_Teks Dokumen_:
Bekas kampusku terkenal dengan cowoknya yang butut-butut. Dalam artian, cuma cowok bututlah yang – entah kenapa – bisa eksis dan aktif dalam kegiatan organisasi mahasiswa di kampus. Seumur-umur nongkrong di kampus, aku jarang banget ngeliat cowok tiada butut yang bisa eksis di Himakom UGM. Yah, 1-2 memang ada. Tapi entah kenapa oknum yang cuma segelintir itu biasanya cuma kebagian peran sebagai bolo dhapuk; pelengkap, penggembira, pemanis pemandangan sahaja. Sama sekali nggak pernah ada yang bisa mencatatkan dirinya untuk masuk di jajaran avant-garde-nya Himakom, dan masa depan mereka untuk bisa ngetop bin diakrabi lintas generasi pun sangatlah suram. Paling banter cuma bisa dikenal sama adik kelas yang angkatannya 1 tahun di bawahnya. Sumpah!
Tapi tentu saja aku adalah anomali untuk hal itu. Kalau memang nggak ada manusia ngganteng yang bisa jadi legenda di kampus, aku adalah pengecualiannya. Dari 1 toilet ke toilet lainnya bisa dipastikan ada coretan namaku yang menunjukkan eksistensiku, bahkan sekalipun jika itu adalah toilet putri!
Cuma saja yang namanya ngetop itu pastilah beresiko. Misalnya aja kemarin ini waktu adik-adik kelasku ngadain seminar tentang bisnis online, yang mana merupakan rangkaian acara Joints, agenda tahunannya Himakom. Saking susahnya nyari mahasiswa aktif yang bisa ngomong di depan publik plus berparas menarik, akhirnya aku juga yang ketiban peran sebagai moderator di acara itu. Mau mendapuk Septo atau Gentho rasanya kurang proporsional. Tampang mereka kurang menunjang. Gentho, misalnya. Walaupun doi rajin kebanjiran order ngemsi acara pensi dari sekolah ke sekolah, tapi tentunya sama saja dengan mempertaruhkan reputasi kampus kalo harus memasang beliau di acara seminar yang formal dengan level nasional macam gitu. Dan apa boleh buat… Seorang alumnus akhirnya harus membuktikan baktinya kepada almamaternya tanpa bayaran.
Maka hari Sabtu yang (tidak terlalu) cerah kemarin ini, pagi-pagi aku sudah menyeterika kemeja batikku untuk kemudian dilanjutkan dengan jebar-jebur di kamar mandi. Setelah selesai berdandan alakadarnya (tidak perlu terlalu serius, toh pada dasarnya aku ini memang ngganteng), aku langsung menuju gedung Magister Akuntansi-nya UGM untuk mendapati sang pembicara sesi pertama, Mas Andrias Ekoyuono, GM Marketing-nya Detik.com, ternyata datang lebih pagi dari aku. Kami sempat ngobrol sebentar-2 bentar sebelum acara dimulai pada jam setengah 10.

_Tugas A_: Menurut teks dokumen, siapa yang menjadi pembicara sesi pertama pada seminar tersebut?
_Tugas B_: Salin persis bagian teks dokumen yang dimulai pada kata-kata "Cuma saja yang" dan berhenti setelah kata-kata "almamaternya tanpa bayaran.".
Jawablah hanya berdasarkan teks dokumen, tanpa sumber lain.

_Bahan yang Disediakan_:
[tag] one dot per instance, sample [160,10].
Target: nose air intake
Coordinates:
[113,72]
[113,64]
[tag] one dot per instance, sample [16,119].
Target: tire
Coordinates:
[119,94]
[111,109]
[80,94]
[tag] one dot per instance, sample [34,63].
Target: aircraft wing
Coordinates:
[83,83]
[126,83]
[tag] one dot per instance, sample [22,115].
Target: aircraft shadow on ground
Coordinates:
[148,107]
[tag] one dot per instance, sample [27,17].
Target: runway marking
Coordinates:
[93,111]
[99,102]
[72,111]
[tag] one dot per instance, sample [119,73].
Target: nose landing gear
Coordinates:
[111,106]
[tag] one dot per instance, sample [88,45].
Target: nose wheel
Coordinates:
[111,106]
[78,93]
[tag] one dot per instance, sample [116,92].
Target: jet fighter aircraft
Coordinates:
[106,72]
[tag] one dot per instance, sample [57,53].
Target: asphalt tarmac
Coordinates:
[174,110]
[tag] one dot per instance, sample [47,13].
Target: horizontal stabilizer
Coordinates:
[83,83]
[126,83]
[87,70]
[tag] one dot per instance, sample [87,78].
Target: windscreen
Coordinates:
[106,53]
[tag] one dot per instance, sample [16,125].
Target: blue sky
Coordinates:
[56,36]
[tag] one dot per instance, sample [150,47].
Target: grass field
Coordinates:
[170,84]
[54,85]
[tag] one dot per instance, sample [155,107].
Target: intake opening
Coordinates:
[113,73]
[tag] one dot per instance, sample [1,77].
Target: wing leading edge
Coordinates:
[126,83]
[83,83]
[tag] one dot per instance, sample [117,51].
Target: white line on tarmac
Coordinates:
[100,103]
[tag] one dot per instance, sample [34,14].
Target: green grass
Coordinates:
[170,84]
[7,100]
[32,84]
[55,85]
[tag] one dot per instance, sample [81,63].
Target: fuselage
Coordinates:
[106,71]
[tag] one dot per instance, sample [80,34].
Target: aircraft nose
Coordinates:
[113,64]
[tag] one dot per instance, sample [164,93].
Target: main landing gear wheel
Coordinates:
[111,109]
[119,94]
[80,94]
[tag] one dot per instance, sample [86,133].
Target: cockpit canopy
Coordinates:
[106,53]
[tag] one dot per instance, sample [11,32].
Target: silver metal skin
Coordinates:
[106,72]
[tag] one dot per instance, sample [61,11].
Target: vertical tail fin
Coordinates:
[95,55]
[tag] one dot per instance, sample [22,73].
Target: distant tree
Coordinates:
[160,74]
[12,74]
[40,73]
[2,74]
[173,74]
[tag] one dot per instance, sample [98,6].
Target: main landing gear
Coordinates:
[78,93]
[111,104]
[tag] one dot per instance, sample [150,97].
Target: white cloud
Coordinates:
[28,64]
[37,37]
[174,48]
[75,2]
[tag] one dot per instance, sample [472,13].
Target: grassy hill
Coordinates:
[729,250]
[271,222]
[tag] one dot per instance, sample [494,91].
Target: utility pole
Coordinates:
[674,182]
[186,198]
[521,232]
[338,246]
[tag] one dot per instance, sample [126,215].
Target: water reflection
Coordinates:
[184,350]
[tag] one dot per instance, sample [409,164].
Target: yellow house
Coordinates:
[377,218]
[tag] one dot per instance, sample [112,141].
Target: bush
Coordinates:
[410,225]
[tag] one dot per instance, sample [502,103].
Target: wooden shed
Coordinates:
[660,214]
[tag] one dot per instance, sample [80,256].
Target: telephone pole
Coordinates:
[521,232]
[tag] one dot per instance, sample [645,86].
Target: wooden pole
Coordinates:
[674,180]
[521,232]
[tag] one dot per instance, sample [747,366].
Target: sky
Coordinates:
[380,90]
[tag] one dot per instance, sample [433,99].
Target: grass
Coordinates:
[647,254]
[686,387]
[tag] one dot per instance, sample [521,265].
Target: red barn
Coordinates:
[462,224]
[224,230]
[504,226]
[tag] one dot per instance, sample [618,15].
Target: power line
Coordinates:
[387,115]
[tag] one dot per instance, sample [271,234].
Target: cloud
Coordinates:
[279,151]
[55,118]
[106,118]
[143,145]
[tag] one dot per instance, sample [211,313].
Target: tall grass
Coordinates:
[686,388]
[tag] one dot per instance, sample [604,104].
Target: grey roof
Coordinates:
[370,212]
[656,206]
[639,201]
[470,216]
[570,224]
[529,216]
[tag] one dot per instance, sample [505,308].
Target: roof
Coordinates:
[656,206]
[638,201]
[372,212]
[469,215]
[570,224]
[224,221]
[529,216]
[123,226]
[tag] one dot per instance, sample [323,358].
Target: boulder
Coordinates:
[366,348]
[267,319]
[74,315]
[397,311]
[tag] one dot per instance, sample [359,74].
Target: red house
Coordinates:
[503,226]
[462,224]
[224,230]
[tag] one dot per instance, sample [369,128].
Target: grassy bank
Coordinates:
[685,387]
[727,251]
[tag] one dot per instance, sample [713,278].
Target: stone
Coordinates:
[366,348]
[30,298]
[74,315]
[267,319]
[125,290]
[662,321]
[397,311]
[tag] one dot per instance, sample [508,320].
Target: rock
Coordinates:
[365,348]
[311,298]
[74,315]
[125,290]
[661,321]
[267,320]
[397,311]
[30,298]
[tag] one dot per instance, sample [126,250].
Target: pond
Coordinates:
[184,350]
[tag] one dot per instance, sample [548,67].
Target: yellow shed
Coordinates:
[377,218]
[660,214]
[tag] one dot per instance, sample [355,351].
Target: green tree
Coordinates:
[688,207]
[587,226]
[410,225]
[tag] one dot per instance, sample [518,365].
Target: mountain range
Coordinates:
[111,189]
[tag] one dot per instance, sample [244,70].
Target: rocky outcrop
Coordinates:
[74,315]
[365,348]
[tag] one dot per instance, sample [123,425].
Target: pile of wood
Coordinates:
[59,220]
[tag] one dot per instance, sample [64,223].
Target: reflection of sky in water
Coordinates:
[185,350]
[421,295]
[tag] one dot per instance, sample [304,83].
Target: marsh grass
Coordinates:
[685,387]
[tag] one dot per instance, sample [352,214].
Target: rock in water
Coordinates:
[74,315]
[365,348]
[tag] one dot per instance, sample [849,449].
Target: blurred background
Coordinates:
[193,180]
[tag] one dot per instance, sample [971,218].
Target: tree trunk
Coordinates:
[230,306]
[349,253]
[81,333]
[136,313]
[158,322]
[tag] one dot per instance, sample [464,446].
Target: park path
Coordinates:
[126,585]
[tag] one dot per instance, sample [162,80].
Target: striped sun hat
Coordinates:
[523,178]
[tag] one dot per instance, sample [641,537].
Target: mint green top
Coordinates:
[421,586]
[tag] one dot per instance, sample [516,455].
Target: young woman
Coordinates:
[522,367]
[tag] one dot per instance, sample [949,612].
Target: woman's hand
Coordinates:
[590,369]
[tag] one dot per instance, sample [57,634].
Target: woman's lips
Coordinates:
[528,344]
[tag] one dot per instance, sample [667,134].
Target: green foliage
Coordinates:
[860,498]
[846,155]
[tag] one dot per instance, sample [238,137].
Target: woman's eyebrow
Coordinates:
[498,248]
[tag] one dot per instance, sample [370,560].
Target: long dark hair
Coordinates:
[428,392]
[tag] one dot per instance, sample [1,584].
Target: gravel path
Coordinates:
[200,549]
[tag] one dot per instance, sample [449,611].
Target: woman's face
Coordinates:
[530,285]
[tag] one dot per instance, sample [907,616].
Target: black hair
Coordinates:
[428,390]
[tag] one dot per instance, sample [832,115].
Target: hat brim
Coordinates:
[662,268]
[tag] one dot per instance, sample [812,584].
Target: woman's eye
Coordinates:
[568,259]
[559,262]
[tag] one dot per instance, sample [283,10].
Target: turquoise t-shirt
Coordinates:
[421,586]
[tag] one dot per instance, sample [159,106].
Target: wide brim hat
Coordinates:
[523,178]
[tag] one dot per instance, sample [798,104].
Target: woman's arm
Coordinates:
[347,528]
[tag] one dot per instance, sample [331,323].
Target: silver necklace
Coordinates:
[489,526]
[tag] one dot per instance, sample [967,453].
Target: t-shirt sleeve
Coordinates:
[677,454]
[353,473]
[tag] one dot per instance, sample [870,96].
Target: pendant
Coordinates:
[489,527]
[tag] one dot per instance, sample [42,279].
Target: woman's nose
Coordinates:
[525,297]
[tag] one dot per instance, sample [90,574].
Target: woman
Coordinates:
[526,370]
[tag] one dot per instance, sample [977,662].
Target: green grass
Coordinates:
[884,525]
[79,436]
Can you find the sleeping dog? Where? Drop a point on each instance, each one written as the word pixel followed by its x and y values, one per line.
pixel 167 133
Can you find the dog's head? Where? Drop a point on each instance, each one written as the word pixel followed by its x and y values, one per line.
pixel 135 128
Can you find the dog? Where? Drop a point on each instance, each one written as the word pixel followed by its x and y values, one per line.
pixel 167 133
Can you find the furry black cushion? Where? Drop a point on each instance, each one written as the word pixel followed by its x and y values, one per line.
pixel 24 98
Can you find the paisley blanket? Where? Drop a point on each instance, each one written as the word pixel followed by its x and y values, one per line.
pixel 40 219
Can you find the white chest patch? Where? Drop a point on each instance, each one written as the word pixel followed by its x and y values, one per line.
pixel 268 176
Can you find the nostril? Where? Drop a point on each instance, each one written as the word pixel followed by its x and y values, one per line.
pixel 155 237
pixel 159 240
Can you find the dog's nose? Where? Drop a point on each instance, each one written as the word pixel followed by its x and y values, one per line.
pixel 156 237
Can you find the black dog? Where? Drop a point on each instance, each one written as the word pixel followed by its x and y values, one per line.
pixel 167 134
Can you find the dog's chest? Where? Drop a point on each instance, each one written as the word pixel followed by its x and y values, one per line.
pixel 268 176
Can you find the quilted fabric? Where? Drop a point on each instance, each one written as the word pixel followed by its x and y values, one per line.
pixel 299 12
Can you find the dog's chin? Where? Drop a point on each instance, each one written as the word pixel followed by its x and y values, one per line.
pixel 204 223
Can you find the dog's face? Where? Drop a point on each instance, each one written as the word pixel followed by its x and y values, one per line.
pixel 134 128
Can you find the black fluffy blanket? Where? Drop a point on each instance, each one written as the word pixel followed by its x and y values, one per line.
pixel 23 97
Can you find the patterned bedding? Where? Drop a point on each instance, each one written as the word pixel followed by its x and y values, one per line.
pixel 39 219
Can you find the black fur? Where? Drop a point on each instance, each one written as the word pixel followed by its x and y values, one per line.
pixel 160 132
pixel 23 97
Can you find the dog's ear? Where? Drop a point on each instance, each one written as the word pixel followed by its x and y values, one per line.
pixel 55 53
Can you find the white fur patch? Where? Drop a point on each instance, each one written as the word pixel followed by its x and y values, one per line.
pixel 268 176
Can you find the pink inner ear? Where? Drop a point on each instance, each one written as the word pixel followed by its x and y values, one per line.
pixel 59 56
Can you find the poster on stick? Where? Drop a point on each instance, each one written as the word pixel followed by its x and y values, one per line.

_Jawaban Lengkap A_: Pembicara sesi pertama adalah Mas Andrias Ekoyuono, GM Marketing Detik.com.

_Jawaban Lengkap B_:
Cuma saja yang namanya ngetop itu pastilah beresiko. Misalnya aja kemarin ini waktu adik-adik kelasku ngadain seminar tentang bisnis online, yang mana merupakan rangkaian acara Joints, agenda tahunannya Himakom. Saking susahnya nyari mahasiswa aktif yang bisa ngomong di depan publik plus berparas menarik, akhirnya aku juga yang ketiban peran sebagai moderator di acara itu. Mau mendapuk Septo atau Gentho rasanya kurang proporsional. Tampang mereka kurang menunjang. Gentho, misalnya. Walaupun doi rajin kebanjiran order ngemsi acara pensi dari sekolah ke sekolah, tapi tentunya sama saja dengan mempertaruhkan reputasi kampus kalo harus memasang beliau di acara seminar yang formal dengan level nasional macam gitu. Dan apa boleh buat… Seorang alumnus akhirnya harus membuktikan baktinya kepada almamaternya tanpa bayaran.